[Stored data entries]
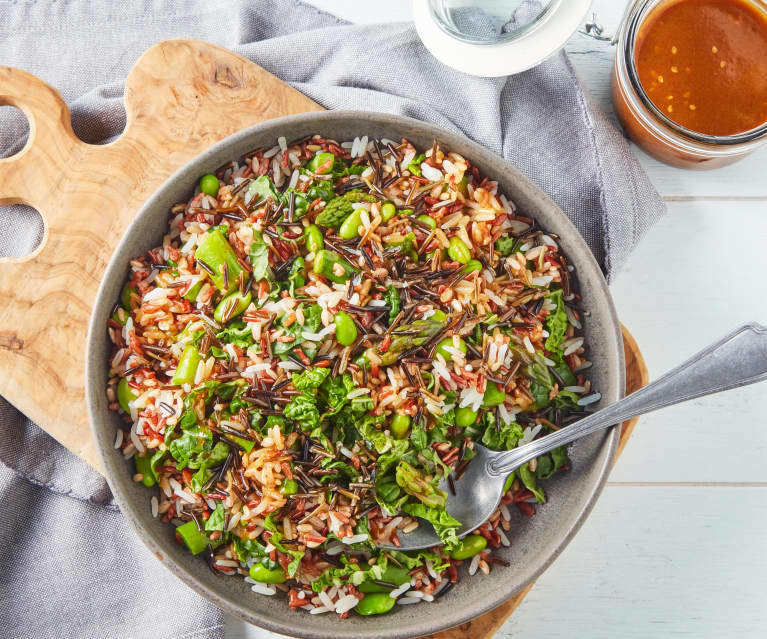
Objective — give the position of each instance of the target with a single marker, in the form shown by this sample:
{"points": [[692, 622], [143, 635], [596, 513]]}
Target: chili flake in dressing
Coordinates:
{"points": [[703, 63]]}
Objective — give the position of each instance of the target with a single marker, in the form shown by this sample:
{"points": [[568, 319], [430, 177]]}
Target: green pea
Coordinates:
{"points": [[465, 416], [470, 545], [209, 184], [351, 225], [472, 265], [314, 240], [144, 466], [187, 366], [125, 296], [321, 163], [427, 220], [399, 425], [289, 487], [438, 315], [125, 394], [388, 211], [264, 575], [377, 603], [346, 329], [448, 342], [493, 395], [231, 306], [458, 251]]}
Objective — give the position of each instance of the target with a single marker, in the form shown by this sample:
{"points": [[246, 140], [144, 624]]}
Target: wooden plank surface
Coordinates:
{"points": [[674, 546]]}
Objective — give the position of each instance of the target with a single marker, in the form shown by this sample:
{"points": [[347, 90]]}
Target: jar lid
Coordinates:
{"points": [[494, 38]]}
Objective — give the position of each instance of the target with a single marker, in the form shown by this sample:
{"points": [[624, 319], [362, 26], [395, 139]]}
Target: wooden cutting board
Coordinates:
{"points": [[180, 98]]}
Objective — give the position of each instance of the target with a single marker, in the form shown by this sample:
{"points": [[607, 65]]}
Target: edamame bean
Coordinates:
{"points": [[144, 467], [325, 263], [465, 416], [470, 546], [376, 603], [193, 292], [388, 211], [448, 343], [289, 487], [125, 394], [392, 575], [195, 540], [458, 251], [264, 575], [209, 184], [399, 425], [120, 316], [438, 315], [321, 163], [493, 395], [427, 220], [215, 251], [472, 265], [351, 225], [125, 296], [346, 329], [187, 366], [231, 306], [314, 239]]}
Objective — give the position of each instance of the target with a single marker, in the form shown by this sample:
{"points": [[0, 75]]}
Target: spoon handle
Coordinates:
{"points": [[736, 360]]}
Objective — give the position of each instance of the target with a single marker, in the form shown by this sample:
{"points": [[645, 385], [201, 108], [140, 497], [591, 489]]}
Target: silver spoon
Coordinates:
{"points": [[736, 360]]}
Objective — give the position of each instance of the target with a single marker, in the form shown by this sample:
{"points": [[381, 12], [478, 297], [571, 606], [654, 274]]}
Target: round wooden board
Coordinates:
{"points": [[180, 98]]}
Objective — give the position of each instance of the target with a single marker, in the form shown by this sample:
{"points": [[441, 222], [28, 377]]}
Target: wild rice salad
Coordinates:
{"points": [[325, 331]]}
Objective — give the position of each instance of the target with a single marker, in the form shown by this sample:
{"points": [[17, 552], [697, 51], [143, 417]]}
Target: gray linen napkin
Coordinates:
{"points": [[70, 565]]}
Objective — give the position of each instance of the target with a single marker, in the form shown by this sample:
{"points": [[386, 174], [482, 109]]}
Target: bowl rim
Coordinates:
{"points": [[115, 269]]}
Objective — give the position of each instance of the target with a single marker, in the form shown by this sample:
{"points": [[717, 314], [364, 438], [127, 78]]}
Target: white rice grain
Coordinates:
{"points": [[404, 601], [344, 604], [589, 399], [398, 591], [263, 589]]}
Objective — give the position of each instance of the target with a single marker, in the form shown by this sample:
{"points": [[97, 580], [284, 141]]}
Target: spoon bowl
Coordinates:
{"points": [[738, 359]]}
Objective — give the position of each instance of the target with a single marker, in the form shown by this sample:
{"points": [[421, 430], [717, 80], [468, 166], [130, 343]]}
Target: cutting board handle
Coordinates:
{"points": [[32, 175], [180, 97]]}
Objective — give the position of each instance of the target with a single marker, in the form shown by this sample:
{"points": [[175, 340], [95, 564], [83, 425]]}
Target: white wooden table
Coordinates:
{"points": [[676, 545]]}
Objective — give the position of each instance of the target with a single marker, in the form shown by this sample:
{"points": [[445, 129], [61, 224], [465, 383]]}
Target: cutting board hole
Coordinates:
{"points": [[21, 230], [15, 131], [103, 119]]}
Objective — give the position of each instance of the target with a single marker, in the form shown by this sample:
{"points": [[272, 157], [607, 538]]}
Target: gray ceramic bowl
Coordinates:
{"points": [[536, 542]]}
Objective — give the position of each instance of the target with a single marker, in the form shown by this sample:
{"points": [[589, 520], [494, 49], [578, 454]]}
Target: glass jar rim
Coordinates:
{"points": [[511, 36], [635, 19]]}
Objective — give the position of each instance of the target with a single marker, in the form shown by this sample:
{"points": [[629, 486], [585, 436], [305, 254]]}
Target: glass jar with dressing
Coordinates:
{"points": [[690, 79]]}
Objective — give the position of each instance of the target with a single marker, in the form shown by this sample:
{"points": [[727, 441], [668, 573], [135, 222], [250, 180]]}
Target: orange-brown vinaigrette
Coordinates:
{"points": [[703, 63]]}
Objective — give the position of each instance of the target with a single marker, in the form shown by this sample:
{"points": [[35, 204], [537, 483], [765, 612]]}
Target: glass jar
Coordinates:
{"points": [[657, 134]]}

Stated task >>
Write the listing above out again exactly, dropping each image.

Answer >>
Objective — give the position of each instance of the target with a single marker, in the form shown by this sample:
{"points": [[692, 622], [143, 635], [596, 513]]}
Target: chili flake in dressing
Coordinates:
{"points": [[703, 63]]}
Objective — give the position of each instance of the target with a single marker, in the form shown by this sample:
{"points": [[568, 319], [430, 177]]}
Target: green pea
Coordinates:
{"points": [[465, 416], [470, 545], [209, 184], [351, 225], [472, 265], [314, 240], [144, 466], [187, 366], [125, 296], [321, 163], [427, 220], [399, 425], [289, 487], [438, 315], [125, 394], [388, 211], [264, 575], [377, 603], [346, 329], [448, 342], [493, 395], [231, 306], [458, 251]]}
Objective — give the position of each instance of the target with a single marker, in the form shown by this sample:
{"points": [[246, 140], [144, 624]]}
Target: wooden plank surface
Coordinates:
{"points": [[674, 546]]}
Objective — give the position of each instance of the target with a single marker, in the form shown by this sample:
{"points": [[347, 90]]}
Target: jar lid
Coordinates:
{"points": [[494, 38]]}
Objective — give the position of each instance of the target with a single marker, in the form shown by this sample:
{"points": [[624, 319], [362, 26], [395, 139]]}
Target: wooden cutting board
Coordinates:
{"points": [[180, 98]]}
Objective — give the position of each instance of the target with a single marker, in the form shown by this sample:
{"points": [[607, 65]]}
Target: edamame bean
Coordinates:
{"points": [[144, 467], [325, 263], [465, 416], [470, 546], [376, 603], [193, 292], [388, 211], [448, 343], [289, 487], [125, 394], [392, 575], [195, 540], [458, 251], [264, 575], [209, 184], [399, 425], [120, 316], [438, 315], [321, 163], [493, 395], [427, 220], [215, 251], [472, 265], [351, 225], [125, 296], [346, 329], [187, 366], [231, 306], [314, 239]]}
Objective — give the position of each instance of the target with a single marker, in the form shown by this sample:
{"points": [[0, 75]]}
Target: spoon handle
Coordinates:
{"points": [[736, 360]]}
Objective — give the position of each instance of the target with a single marker, in the form shown by this sample:
{"points": [[645, 385], [201, 108], [140, 497], [591, 489]]}
Target: silver spoon
Coordinates:
{"points": [[736, 360]]}
Objective — give the position of each instance of the target with a single marker, in the form shown by this sample:
{"points": [[381, 12], [478, 297], [571, 606], [654, 274]]}
Target: round wooden board
Coordinates:
{"points": [[180, 98]]}
Objective — give the position of each instance of the target with a single marker, in the form shown by this sample:
{"points": [[441, 222], [28, 377]]}
Target: wild rice salad
Coordinates:
{"points": [[325, 331]]}
Objective — give the position of each instance of the target with a single marker, in the form shown by this sample:
{"points": [[17, 552], [697, 51], [143, 417]]}
Target: gray linen napkin
Coordinates:
{"points": [[70, 565]]}
Objective — give the position of each instance of the target with a single marker, in the form shown by this sample:
{"points": [[386, 174], [482, 109]]}
Target: bowl rim
Coordinates:
{"points": [[115, 269]]}
Objective — give the position of each instance of the target with a single marker, in the form shown by this sample:
{"points": [[717, 314], [364, 438], [127, 78]]}
Target: white rice grain
Coordinates:
{"points": [[404, 601], [344, 604], [589, 399], [398, 591], [263, 589]]}
Objective — give the position of each instance of the target with a single marker, in the form shown by this sample:
{"points": [[97, 580], [284, 141]]}
Target: spoon bowl
Coordinates:
{"points": [[738, 359]]}
Objective — give the position of each instance of the target with a single marker, in the form shown by this sample:
{"points": [[421, 430], [717, 80], [468, 166], [130, 343]]}
Target: cutting board handle
Coordinates:
{"points": [[32, 175], [180, 97]]}
Objective — give the position of each instance of the target with a single marker, in the form shown by this sample:
{"points": [[175, 340], [95, 564], [83, 425]]}
Target: white wooden table
Coordinates:
{"points": [[676, 545]]}
Objective — give the position of each instance of the target with a single marker, in the form shown by this sample:
{"points": [[445, 129], [61, 224], [465, 383]]}
Target: cutting board hole
Coordinates:
{"points": [[21, 230], [15, 131], [103, 119]]}
Objective — give the position of each instance of the target with a single marker, in the form shown by this sample:
{"points": [[272, 157], [607, 538]]}
Target: gray ceramic bowl
Coordinates:
{"points": [[536, 542]]}
Objective — give the position of each instance of the target with a single marker, in the form shown by this sample:
{"points": [[589, 520], [494, 49], [578, 454]]}
Target: glass jar rim
Coordinates:
{"points": [[511, 36], [635, 19]]}
Objective — give the position of each instance of the target with a single marker, in the form shown by this sample:
{"points": [[629, 486], [585, 436], [305, 254]]}
Target: glass jar with dressing
Coordinates:
{"points": [[690, 79]]}
Objective — give the position of each instance of the target with a single marker, in the form shown by this sample:
{"points": [[727, 441], [668, 573], [135, 222], [250, 180]]}
Target: orange-brown vinaigrette
Coordinates:
{"points": [[703, 63]]}
Objective — give the position of each instance of the target with a single marker, in the form shown by this sample:
{"points": [[35, 204], [537, 483], [765, 612]]}
Target: glass jar
Coordinates:
{"points": [[657, 134]]}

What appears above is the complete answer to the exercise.